YOUR GOAL: Copy out each line of the material in which the word "stem" can be found.

SOURCE MATERIAL:
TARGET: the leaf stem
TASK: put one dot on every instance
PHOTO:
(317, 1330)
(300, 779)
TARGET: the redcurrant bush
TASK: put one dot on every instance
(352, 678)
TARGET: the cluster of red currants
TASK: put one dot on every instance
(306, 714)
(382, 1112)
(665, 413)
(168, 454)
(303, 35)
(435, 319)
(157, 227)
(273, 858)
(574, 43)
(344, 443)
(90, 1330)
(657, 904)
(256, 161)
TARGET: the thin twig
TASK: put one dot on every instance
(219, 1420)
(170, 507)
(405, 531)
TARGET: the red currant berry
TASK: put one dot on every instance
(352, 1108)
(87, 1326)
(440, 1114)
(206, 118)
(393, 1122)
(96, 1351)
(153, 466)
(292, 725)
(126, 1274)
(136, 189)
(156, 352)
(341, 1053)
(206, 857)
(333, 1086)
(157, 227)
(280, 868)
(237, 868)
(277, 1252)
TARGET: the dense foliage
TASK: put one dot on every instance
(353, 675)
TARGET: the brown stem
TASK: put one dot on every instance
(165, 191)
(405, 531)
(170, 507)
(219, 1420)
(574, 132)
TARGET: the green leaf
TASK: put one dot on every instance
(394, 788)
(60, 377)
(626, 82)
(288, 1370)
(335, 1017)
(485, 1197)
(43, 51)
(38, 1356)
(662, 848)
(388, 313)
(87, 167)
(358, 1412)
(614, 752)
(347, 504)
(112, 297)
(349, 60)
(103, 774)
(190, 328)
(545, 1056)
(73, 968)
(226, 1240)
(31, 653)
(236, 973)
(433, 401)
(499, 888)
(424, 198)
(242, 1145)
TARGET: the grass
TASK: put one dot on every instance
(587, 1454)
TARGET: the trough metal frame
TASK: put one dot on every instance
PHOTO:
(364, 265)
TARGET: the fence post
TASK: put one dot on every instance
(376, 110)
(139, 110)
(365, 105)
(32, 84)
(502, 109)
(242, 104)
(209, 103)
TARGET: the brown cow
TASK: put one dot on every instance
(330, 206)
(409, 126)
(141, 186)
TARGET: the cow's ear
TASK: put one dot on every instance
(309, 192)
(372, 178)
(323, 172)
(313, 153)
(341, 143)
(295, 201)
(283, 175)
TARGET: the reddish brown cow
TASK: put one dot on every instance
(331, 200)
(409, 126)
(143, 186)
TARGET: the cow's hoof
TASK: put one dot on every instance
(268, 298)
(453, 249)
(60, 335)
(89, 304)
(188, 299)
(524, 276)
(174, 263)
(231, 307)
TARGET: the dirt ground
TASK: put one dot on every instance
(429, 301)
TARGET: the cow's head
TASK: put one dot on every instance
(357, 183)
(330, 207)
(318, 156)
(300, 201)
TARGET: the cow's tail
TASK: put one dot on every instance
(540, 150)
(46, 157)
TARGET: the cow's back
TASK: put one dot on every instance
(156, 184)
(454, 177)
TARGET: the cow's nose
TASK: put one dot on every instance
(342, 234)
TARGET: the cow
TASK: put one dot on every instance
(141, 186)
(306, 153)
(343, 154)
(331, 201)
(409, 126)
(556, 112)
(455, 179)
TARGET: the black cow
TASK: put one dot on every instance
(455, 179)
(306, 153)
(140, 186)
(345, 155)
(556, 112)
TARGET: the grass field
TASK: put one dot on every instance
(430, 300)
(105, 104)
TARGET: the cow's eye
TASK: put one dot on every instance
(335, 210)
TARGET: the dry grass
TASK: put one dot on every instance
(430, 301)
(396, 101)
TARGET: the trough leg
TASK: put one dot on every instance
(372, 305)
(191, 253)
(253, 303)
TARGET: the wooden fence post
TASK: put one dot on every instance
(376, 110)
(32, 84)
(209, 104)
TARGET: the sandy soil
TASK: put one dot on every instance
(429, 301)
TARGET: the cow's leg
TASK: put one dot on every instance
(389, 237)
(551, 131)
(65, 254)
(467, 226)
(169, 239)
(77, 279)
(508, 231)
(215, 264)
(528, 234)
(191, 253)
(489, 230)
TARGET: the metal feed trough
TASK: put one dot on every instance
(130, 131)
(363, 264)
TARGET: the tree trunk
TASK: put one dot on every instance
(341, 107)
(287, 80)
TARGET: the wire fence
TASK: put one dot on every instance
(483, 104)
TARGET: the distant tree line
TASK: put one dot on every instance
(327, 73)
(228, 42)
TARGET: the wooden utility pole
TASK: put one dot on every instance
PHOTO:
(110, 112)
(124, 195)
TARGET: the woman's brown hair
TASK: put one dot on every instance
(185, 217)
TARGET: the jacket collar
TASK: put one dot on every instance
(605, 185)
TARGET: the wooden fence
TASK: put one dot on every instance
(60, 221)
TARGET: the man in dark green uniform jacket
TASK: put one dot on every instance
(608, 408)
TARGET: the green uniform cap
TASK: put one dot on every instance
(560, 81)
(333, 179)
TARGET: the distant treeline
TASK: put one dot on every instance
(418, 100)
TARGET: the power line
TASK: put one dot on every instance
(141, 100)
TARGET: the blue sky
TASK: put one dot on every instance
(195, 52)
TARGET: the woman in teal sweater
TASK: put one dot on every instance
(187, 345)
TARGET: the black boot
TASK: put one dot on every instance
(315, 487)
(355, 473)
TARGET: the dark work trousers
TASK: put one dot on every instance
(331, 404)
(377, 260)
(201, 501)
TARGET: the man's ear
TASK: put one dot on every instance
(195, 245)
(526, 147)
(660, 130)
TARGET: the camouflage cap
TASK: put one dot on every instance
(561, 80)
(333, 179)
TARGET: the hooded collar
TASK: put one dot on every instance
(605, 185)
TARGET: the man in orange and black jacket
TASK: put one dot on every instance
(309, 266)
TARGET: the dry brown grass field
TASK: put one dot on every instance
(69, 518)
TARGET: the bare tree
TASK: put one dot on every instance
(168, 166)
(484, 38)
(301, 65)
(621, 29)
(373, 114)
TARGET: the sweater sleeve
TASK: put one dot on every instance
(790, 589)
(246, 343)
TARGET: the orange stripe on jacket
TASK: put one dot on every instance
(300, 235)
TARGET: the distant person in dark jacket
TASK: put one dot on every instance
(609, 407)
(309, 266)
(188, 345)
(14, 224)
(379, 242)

TASK RESULT:
TARGET: the leaf stem
TARGET: the brown stem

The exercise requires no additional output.